◆ Source material ◆
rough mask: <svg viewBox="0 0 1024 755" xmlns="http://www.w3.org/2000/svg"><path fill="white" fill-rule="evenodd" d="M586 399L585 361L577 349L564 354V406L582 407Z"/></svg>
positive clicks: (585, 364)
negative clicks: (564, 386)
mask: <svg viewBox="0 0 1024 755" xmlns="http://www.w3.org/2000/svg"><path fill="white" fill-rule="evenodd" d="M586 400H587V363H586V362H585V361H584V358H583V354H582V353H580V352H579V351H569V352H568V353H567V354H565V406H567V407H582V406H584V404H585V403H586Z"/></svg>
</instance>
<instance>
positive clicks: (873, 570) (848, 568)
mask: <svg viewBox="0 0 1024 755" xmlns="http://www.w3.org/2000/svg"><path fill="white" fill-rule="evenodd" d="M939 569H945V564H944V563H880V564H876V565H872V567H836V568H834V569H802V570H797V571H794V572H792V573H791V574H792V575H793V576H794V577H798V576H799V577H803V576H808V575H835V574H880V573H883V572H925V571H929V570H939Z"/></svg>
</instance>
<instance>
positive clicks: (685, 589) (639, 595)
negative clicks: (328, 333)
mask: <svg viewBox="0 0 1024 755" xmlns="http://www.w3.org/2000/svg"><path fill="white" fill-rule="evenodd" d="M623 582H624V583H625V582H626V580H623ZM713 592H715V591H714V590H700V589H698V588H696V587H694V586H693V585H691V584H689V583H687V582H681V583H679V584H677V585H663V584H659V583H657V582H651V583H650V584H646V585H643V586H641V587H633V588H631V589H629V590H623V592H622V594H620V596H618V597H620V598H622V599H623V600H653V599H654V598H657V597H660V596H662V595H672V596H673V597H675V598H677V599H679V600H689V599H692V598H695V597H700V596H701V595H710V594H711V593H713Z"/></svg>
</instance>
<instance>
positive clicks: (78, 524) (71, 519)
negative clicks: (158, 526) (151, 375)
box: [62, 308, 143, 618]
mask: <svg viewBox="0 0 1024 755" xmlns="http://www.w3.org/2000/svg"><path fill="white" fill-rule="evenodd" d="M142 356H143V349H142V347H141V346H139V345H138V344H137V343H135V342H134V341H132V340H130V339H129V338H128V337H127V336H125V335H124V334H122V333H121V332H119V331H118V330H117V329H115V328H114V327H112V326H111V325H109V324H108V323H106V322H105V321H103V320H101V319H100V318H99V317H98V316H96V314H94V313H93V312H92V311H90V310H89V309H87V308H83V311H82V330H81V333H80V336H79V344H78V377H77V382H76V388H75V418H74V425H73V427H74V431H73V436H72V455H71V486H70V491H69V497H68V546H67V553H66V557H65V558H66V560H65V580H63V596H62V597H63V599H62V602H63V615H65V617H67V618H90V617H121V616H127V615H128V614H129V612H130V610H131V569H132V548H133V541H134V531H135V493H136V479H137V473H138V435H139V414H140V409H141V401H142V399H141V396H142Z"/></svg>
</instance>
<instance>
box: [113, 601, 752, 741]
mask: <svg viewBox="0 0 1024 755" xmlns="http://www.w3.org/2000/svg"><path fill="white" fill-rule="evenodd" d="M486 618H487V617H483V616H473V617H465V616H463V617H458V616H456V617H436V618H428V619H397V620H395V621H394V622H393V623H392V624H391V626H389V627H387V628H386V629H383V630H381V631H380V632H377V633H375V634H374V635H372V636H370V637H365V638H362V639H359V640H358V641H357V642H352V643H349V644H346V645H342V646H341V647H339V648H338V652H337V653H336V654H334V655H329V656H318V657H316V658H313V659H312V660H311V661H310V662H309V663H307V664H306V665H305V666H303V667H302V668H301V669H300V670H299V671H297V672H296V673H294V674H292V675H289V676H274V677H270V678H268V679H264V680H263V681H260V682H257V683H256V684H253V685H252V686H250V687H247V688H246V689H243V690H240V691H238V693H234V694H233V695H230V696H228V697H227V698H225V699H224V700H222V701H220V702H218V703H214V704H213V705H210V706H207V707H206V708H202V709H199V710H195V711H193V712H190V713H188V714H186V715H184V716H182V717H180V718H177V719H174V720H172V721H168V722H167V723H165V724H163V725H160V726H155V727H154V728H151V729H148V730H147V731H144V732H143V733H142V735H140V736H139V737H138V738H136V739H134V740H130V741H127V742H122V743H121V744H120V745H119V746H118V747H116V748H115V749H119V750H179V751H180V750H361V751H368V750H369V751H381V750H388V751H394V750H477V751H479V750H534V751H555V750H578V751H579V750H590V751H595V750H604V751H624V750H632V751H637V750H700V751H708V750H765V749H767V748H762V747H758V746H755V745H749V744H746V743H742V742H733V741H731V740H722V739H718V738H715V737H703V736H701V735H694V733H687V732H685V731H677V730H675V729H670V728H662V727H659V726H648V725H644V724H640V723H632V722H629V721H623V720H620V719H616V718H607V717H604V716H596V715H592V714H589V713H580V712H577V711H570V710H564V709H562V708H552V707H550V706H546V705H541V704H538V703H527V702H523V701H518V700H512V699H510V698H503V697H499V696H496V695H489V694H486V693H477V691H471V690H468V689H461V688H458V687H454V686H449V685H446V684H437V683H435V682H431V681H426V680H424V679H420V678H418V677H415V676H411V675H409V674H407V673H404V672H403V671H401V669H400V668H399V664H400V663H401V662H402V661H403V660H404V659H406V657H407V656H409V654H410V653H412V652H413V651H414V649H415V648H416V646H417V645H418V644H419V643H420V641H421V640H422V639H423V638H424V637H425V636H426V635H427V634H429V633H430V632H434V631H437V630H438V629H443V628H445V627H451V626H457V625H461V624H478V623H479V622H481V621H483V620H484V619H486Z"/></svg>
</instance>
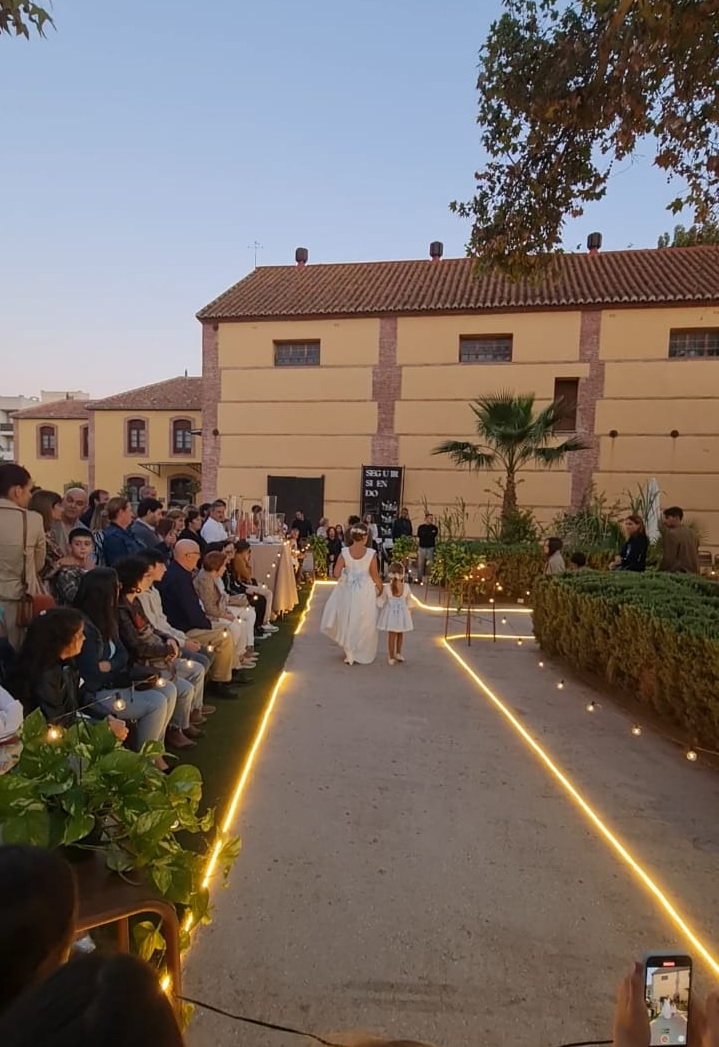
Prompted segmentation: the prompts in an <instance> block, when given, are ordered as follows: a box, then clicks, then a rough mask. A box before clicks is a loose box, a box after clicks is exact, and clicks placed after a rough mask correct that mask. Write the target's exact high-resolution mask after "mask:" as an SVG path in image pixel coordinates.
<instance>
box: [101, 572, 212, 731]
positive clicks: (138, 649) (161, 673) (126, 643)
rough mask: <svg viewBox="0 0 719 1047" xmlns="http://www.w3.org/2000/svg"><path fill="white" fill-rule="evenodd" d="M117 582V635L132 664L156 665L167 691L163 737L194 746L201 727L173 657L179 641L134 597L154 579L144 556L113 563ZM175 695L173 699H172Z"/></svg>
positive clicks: (179, 648)
mask: <svg viewBox="0 0 719 1047" xmlns="http://www.w3.org/2000/svg"><path fill="white" fill-rule="evenodd" d="M116 569H117V577H118V579H119V584H120V596H119V601H118V604H117V618H118V627H119V637H120V640H121V641H122V644H123V645H125V647H126V648H127V651H128V654H129V655H130V662H131V664H132V665H135V666H137V665H141V666H148V667H150V668H152V669H155V671H156V673H157V675H158V676H159V680H158V684H159V682H160V680H161V681H162V684H161V687H162V690H163V691H167V693H168V695H170V703H171V704H172V705H173V711H172V714H171V719H170V727H168V728H167V731H166V734H165V740H166V743H167V747H168V748H170V749H178V750H181V749H194V748H195V744H196V742H195V741H194V740H193V739H194V738H200V737H202V731H201V730H200V729H199V728H198V727H195V726H194V725H193V723H192V722H190V714H192V711H193V701H194V699H195V688H194V686H193V684H190V682H189V681H188V680H183V678H182V677H181V676H178V674H177V669H176V666H175V661H176V660H177V658H178V655H179V653H180V645H179V644H178V642H177V640H175V639H174V638H173V637H164V636H162V634H161V633H159V632H158V631H157V630H156V629H154V628H153V627H152V625H151V624H150V620H149V618H148V616H147V615H145V612H144V610H143V608H142V604H141V603H140V601H139V600H138V599H137V597H138V596H139V594H140V593H142V592H143V589H145V588H150V586H151V585H152V583H153V578H152V576H153V572H152V569H151V567H150V565H149V564H148V562H147V561H145V560H142V559H141V558H140V557H137V556H129V557H126V558H125V559H122V560H119V561H118V562H117V563H116ZM173 699H174V700H173Z"/></svg>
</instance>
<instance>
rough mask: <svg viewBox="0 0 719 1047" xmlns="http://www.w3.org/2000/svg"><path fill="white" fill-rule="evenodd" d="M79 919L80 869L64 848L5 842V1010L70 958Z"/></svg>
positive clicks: (1, 871)
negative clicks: (59, 850)
mask: <svg viewBox="0 0 719 1047" xmlns="http://www.w3.org/2000/svg"><path fill="white" fill-rule="evenodd" d="M76 919H77V886H76V883H75V877H74V873H73V871H72V867H71V866H70V865H68V863H67V862H66V861H65V859H64V857H62V855H61V854H60V852H59V851H57V850H48V849H46V848H45V847H28V846H26V845H24V844H5V845H4V846H3V847H0V941H2V950H0V1012H2V1013H4V1012H5V1011H6V1010H7V1008H8V1007H9V1006H10V1005H12V1004H13V1003H15V1001H16V1000H17V999H18V998H19V997H21V996H22V995H23V994H24V993H26V992H27V990H28V989H31V988H32V986H35V985H38V984H39V983H40V982H42V981H44V980H45V978H47V977H48V976H49V975H51V974H52V972H53V971H54V970H55V968H57V967H59V966H61V965H62V964H64V963H66V962H67V960H68V958H69V956H70V946H71V945H72V941H73V938H74V935H75V922H76ZM2 1042H3V1043H5V1040H4V1038H3V1041H2Z"/></svg>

◆ Problem requirements ◆
From the very first line of the data through the line with "positive clicks: (585, 364)" in it, please reproduce each line exactly and output nothing more.

◆ Expected output ◆
rough mask: <svg viewBox="0 0 1024 755" xmlns="http://www.w3.org/2000/svg"><path fill="white" fill-rule="evenodd" d="M586 399L585 361L577 349L564 354V406L582 407Z"/></svg>
positive clicks: (585, 364)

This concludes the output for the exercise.